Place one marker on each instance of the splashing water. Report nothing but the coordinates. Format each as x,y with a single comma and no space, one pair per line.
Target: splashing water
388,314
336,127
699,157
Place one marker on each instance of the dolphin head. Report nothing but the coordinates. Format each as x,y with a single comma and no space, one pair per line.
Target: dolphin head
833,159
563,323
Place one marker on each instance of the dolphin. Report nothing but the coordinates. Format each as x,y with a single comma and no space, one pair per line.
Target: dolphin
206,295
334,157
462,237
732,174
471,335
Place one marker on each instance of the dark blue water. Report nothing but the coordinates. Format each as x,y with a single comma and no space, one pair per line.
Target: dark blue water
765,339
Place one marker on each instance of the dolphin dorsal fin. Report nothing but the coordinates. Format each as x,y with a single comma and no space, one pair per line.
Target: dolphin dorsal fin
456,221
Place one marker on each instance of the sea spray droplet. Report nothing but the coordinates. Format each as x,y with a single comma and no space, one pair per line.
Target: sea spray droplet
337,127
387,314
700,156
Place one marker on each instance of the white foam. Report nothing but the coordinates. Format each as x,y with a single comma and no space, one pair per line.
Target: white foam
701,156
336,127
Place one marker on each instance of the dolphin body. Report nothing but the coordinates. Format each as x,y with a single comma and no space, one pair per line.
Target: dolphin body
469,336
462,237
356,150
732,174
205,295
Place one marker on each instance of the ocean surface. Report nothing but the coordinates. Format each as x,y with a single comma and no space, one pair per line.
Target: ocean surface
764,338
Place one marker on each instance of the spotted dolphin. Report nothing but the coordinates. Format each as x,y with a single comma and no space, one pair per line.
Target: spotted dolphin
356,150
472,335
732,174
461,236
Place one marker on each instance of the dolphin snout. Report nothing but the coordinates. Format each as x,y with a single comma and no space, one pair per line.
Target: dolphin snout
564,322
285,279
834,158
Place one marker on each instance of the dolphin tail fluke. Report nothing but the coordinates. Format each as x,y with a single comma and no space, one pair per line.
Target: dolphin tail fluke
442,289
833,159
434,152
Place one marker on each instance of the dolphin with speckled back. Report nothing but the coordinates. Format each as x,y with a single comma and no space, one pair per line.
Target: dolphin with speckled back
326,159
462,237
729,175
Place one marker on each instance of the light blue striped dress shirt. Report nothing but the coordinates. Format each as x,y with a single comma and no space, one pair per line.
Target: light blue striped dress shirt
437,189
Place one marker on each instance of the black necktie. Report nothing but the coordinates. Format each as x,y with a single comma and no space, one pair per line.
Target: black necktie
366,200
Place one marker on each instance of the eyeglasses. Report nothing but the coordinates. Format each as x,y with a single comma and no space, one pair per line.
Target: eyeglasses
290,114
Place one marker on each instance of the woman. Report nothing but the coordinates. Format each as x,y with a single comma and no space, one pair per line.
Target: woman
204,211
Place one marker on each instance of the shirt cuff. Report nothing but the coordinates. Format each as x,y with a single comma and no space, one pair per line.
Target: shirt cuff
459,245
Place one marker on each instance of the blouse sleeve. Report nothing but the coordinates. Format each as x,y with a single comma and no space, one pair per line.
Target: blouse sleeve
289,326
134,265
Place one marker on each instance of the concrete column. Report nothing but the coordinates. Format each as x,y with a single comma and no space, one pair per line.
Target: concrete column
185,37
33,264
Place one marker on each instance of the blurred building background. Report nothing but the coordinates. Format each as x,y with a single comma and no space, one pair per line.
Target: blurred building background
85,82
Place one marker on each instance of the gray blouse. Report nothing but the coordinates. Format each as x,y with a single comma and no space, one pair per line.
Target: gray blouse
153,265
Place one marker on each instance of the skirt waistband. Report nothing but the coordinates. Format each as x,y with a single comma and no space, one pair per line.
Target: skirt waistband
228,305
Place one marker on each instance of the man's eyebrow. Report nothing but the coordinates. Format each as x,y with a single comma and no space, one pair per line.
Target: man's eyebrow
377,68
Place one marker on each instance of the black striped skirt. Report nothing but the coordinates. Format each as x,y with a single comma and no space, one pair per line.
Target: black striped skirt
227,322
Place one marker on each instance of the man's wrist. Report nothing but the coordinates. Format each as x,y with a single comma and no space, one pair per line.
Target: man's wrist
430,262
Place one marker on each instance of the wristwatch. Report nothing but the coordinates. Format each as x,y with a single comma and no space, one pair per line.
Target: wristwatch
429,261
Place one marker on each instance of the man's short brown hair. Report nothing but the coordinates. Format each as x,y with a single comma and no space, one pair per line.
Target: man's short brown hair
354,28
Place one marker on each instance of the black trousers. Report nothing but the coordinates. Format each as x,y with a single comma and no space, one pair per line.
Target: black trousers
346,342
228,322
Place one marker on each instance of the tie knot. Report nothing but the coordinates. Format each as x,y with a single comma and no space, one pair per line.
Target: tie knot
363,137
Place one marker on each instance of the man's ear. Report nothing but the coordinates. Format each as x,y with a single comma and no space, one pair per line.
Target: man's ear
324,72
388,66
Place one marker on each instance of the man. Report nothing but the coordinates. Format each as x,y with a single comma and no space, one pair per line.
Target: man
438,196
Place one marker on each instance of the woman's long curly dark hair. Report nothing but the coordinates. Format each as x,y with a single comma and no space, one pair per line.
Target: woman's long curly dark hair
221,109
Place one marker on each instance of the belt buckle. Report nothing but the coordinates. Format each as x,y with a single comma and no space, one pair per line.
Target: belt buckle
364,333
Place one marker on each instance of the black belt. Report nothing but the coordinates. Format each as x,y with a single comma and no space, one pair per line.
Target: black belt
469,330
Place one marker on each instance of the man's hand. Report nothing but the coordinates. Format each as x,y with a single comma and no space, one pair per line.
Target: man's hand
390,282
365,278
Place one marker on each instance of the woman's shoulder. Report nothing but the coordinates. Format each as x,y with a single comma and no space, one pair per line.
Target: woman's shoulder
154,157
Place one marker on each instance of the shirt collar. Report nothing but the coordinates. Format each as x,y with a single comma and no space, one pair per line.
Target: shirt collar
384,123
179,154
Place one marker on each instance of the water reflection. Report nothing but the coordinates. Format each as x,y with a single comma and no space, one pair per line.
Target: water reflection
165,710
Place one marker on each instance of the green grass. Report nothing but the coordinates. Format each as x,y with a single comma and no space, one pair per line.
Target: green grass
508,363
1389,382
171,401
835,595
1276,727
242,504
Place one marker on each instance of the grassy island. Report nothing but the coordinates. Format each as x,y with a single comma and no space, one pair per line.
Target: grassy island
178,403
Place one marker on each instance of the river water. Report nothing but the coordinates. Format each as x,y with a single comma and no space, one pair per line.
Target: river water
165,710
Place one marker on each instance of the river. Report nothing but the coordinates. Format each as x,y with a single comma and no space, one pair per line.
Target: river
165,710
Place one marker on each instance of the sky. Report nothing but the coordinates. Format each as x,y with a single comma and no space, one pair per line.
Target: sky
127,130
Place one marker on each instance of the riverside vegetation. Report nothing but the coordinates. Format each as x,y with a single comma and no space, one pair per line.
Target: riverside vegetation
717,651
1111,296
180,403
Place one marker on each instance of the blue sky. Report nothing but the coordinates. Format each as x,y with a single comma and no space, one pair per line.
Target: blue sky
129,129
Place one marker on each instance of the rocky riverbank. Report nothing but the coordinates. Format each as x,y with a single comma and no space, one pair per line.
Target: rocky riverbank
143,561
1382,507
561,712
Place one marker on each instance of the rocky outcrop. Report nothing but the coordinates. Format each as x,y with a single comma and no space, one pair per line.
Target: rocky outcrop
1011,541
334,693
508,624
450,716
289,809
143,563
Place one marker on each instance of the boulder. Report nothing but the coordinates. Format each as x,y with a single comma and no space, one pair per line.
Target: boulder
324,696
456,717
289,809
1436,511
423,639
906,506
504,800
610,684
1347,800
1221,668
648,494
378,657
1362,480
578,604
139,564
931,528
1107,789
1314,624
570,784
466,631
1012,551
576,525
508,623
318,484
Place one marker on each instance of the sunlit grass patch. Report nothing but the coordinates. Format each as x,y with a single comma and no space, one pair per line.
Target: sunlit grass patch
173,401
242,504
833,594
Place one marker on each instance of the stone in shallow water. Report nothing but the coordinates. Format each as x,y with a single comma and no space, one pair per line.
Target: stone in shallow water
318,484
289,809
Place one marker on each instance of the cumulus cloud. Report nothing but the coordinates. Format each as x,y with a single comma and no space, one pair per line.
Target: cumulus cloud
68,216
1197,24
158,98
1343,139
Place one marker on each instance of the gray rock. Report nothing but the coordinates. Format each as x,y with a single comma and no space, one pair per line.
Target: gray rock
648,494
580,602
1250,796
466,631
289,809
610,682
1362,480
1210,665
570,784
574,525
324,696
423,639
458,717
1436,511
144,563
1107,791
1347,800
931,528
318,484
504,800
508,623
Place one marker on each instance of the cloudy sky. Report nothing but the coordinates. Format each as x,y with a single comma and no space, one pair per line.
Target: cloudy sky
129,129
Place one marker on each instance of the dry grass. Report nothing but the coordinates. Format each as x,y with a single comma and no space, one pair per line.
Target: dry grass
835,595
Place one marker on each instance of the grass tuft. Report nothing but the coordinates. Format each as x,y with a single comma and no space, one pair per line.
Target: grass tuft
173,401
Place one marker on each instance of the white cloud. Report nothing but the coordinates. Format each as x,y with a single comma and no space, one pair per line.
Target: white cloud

**WHAT THIS TASK INVOLVES**
Give back exactly the lines running from the line containing "Place one marker on each instance of the gray rock." through the end of the material above, both included, and nothing beyond them.

**COMPLETE OUTPUT**
Place one marker on each instance of the gray rock. Report nothing but the coordinates. Format each as x,y with a single comma and no space, one pair per line.
Target: gray rock
648,494
580,602
1250,796
466,631
289,809
610,682
1362,480
1210,665
570,784
574,525
324,696
423,639
458,717
1436,511
144,563
1107,791
1347,800
931,528
318,484
504,800
508,623
Place one marker on each instance of the cloudy sky. Report nothing but the coordinates. Format each as x,y with a single comma and no space, one pair per line.
Target: cloudy sky
129,129
Place one marker on each instance of the dry grass. Report nothing but the coordinates. Format each as x,y with a single comma and no space, one pair per line.
Target: dry grass
835,595
Place one marker on each instance of the grass tuft. Report nothing but the coordinates. Format each as x,y with a single comma and no space, one pair per line.
Target: grass tuft
173,401
Place one marker on each instance of the white cloud. Report nothing but the coordinates. Format each as x,y with a single comma and no space, one pair per line.
Target: white cloud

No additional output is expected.